Text shown:
Ever wonder what would happen if you were left alone in the dark for days? This is exactly what six volunteers have done for a BBC Horizon documentary. The experiment is set out to determine whether this technique, known as sensory deprivation, makes people more suggestible. For two days, psychologist Ian Robbins has monitored six subjects confined to a cell in a nuclear bunker.
As the hours go by without hearing, seeing anything and not knowing what time it is, the volunteers become increasingly disoriented. Among them is Brian Keenan, someone familiar with the experience after having been held in captivity for four years in Lebanon. Thirty hours after the start of the experiment, he has begun hallucinating. And so have others. Some of the volunteers are noticing strange presences, such as other people in the room, mosquitoes or musical instruments getting louder and louder.
Once the subjects are released and given the psychological tests, several of them show very high levels of suggestibility. The tests included reading out the colors of a card whose letters were printed in a different color. The results shed some light on what happens to people who are exposed to solitary confinement for months or even years.
Sensory deprivation, a subject not exempt from controversy, is allegedly used as an interrogation strategy at Guantanamo Bay. Moreover, thousands of inmates around the world are exposed to a certain degree of solitary confinement.
Professor Robbins points out that the evidence gathered in such situations is unreliable because at some point people start combining the views of the interrogators with their own.
Original Source (s):

this could be an interesting study for the future of space travel.
There is a considerable difference between solitary confinement and being without hearing, seeing and knowledge of time. It’s similar to the difference between being confined to a hospital room and being in ICU in a coma. Persons emerging from coma have experiences virtually identical to those mentioned in this study. The same can be said for persons “waking up” after a brain injury.
My question is this: what is the purpose of this test?

Data:

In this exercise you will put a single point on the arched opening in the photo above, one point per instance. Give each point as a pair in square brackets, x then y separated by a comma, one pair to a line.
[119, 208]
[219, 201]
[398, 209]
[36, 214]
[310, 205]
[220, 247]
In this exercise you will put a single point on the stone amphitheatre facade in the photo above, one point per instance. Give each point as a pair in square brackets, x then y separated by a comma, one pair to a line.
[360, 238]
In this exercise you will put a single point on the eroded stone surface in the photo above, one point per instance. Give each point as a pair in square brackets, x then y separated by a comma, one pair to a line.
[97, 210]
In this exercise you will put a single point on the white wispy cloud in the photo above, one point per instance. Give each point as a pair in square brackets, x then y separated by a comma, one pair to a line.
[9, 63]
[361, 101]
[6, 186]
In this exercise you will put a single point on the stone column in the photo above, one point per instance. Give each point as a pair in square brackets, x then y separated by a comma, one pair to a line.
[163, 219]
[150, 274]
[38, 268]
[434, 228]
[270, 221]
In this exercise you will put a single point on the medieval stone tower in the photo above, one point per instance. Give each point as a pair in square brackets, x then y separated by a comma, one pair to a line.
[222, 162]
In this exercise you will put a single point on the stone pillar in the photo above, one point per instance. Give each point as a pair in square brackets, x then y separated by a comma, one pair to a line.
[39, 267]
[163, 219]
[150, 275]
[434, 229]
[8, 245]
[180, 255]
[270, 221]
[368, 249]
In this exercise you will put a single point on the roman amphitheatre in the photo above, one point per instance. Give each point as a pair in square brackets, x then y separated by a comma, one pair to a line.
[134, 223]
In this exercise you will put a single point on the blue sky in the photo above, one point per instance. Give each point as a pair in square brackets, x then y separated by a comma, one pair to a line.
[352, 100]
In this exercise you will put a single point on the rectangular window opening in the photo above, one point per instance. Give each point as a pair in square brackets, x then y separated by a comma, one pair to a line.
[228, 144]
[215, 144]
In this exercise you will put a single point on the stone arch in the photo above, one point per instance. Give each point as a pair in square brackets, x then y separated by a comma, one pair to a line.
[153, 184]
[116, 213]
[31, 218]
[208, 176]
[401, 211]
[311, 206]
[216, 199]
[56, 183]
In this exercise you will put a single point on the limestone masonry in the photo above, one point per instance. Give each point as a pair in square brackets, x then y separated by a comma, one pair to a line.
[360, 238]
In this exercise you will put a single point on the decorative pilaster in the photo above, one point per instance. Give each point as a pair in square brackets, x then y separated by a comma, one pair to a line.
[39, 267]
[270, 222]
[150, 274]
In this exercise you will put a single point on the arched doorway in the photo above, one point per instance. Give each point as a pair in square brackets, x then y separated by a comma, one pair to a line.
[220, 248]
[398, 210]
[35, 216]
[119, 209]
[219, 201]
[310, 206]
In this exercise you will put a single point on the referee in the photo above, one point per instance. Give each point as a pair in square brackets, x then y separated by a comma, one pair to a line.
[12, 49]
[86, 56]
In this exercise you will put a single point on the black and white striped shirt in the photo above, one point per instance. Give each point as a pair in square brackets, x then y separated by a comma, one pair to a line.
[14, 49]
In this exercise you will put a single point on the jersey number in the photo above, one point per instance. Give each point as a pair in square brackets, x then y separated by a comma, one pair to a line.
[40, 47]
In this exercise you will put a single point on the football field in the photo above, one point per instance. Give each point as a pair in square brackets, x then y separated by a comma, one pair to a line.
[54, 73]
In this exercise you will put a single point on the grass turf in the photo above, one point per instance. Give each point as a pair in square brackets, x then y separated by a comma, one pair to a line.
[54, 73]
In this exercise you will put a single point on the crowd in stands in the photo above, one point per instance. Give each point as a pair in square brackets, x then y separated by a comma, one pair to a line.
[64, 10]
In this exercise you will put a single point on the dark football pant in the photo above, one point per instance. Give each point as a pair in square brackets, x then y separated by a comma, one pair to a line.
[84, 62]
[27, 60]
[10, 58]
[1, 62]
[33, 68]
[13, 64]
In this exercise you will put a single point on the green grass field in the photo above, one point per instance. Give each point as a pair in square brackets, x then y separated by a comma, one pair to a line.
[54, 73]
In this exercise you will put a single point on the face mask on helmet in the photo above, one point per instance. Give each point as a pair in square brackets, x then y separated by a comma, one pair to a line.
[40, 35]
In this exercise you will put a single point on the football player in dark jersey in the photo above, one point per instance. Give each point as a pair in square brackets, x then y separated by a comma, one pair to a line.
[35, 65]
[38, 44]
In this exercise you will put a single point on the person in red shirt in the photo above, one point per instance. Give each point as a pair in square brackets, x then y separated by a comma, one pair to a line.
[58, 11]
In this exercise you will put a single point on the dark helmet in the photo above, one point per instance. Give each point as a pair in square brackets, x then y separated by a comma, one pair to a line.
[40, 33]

Assignment: Could you set down, word for word, the part of the sensory deprivation article above between "Sensory deprivation, a" and "of space travel.", inclusive?

Answer box:
Sensory deprivation, a subject not exempt from controversy, is allegedly used as an interrogation strategy at Guantanamo Bay. Moreover, thousands of inmates around the world are exposed to a certain degree of solitary confinement.
Professor Robbins points out that the evidence gathered in such situations is unreliable because at some point people start combining the views of the interrogators with their own.
Original Source (s):

this could be an interesting study for the future of space travel.